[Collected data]

________

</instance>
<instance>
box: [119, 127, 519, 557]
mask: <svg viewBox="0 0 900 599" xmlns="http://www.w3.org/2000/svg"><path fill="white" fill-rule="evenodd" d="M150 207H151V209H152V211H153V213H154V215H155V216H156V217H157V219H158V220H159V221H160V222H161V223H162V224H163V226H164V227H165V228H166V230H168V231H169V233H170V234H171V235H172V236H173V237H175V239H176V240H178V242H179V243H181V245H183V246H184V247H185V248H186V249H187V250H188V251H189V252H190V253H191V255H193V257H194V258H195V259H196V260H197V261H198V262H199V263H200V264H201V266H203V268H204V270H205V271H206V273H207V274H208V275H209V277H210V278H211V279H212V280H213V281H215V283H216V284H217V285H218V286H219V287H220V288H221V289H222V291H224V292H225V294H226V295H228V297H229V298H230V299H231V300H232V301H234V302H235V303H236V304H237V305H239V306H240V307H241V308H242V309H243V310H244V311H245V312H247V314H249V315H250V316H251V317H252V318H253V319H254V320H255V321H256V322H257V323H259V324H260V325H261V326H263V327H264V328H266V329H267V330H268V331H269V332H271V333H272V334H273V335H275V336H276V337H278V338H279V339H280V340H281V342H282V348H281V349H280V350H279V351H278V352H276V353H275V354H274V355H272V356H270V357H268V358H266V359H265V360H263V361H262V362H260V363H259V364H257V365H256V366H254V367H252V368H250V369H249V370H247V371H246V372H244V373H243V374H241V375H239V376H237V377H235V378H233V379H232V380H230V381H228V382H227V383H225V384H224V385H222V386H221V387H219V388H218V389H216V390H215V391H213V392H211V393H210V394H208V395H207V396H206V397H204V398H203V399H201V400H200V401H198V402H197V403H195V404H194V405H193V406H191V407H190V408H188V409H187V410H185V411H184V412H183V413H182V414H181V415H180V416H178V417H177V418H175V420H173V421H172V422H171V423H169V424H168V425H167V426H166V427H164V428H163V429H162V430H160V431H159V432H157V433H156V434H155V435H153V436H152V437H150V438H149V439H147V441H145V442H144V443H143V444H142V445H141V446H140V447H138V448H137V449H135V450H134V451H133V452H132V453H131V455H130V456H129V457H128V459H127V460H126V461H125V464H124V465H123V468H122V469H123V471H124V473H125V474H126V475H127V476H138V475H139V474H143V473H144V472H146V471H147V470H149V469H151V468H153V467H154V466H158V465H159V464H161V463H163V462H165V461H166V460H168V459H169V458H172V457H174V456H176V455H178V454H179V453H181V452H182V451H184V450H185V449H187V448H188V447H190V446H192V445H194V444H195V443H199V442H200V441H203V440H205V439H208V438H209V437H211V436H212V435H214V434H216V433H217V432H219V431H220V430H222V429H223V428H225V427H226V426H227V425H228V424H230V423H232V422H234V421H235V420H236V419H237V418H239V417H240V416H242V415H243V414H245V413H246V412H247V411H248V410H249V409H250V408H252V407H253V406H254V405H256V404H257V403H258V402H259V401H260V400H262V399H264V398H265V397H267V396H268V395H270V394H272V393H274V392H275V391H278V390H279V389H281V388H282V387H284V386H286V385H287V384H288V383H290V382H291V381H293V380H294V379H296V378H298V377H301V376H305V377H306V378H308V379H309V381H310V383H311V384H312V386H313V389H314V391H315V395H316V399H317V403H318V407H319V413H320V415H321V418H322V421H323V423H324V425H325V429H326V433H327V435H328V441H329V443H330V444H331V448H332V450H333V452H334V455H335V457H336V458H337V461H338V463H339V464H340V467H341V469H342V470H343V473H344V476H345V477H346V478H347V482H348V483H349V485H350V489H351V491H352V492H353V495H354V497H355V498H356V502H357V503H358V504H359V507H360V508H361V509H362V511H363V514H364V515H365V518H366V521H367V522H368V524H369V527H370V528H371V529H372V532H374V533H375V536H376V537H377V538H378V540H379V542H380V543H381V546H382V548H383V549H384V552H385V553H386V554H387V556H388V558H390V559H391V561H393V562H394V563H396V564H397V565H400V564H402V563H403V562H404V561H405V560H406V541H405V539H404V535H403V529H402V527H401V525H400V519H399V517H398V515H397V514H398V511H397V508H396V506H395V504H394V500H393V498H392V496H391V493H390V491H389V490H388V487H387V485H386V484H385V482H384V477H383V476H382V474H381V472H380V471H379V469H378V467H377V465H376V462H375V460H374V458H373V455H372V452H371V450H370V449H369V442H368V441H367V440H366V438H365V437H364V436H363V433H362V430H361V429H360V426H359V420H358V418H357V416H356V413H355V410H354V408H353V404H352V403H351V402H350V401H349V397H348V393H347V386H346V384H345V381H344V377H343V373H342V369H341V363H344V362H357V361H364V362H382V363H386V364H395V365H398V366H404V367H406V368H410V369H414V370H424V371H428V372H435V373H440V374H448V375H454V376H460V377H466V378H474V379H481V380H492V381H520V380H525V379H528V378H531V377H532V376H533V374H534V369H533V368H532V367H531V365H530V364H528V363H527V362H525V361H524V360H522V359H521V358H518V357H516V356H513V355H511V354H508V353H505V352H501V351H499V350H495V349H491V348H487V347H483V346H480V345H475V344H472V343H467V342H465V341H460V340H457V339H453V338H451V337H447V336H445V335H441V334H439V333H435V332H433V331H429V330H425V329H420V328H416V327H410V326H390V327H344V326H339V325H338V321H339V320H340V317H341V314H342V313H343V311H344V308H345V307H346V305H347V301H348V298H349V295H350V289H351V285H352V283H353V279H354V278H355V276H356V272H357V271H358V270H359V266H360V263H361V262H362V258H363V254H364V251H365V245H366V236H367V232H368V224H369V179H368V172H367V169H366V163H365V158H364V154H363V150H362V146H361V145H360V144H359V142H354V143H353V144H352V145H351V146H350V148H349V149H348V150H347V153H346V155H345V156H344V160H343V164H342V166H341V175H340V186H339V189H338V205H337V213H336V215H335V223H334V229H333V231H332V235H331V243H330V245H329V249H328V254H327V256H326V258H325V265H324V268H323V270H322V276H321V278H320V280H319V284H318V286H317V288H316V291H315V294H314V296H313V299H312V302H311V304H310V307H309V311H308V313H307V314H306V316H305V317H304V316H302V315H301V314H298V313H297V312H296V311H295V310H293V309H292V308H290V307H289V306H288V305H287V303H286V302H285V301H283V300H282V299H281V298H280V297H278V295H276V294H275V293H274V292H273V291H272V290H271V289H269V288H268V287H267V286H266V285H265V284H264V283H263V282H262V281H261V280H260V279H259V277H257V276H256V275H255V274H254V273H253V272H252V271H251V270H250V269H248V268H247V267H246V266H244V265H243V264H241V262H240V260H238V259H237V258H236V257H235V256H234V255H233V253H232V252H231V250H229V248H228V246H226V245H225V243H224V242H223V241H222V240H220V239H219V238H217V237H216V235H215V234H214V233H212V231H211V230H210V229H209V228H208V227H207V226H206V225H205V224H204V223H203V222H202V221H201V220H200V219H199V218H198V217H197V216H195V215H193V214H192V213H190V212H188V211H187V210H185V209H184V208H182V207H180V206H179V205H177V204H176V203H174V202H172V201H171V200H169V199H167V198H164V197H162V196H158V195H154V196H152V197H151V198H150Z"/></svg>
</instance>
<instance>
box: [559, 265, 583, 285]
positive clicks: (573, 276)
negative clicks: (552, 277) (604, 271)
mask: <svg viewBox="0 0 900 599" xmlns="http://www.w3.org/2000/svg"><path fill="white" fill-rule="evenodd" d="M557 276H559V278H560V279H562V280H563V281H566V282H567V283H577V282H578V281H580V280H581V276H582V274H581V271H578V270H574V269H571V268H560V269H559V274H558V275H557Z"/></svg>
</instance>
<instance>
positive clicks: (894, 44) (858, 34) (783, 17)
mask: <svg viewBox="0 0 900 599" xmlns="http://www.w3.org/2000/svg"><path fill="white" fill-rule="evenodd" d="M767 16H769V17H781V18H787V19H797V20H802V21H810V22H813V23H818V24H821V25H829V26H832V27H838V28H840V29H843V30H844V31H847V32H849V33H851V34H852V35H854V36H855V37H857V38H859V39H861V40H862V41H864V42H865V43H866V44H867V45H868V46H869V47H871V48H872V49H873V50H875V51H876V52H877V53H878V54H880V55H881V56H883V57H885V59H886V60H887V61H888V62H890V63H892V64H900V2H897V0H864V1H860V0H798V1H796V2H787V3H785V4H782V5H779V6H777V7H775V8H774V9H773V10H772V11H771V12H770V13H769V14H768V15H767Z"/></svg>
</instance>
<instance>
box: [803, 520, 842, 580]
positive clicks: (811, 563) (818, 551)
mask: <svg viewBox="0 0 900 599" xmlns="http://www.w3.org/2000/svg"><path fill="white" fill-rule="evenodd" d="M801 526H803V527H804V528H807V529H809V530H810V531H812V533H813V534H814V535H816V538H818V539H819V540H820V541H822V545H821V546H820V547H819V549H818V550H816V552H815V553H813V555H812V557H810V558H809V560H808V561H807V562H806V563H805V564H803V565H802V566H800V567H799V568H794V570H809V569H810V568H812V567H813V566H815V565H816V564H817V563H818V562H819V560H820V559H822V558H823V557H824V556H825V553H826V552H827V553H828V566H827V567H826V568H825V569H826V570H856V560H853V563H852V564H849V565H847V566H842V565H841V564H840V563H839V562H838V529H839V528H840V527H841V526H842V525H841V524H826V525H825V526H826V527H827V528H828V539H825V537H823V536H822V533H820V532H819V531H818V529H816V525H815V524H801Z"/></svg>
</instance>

________

**Task details**
Tally the lines in the collected data above that contain the string "clicks". Give only the number.

**Reply to the task**
4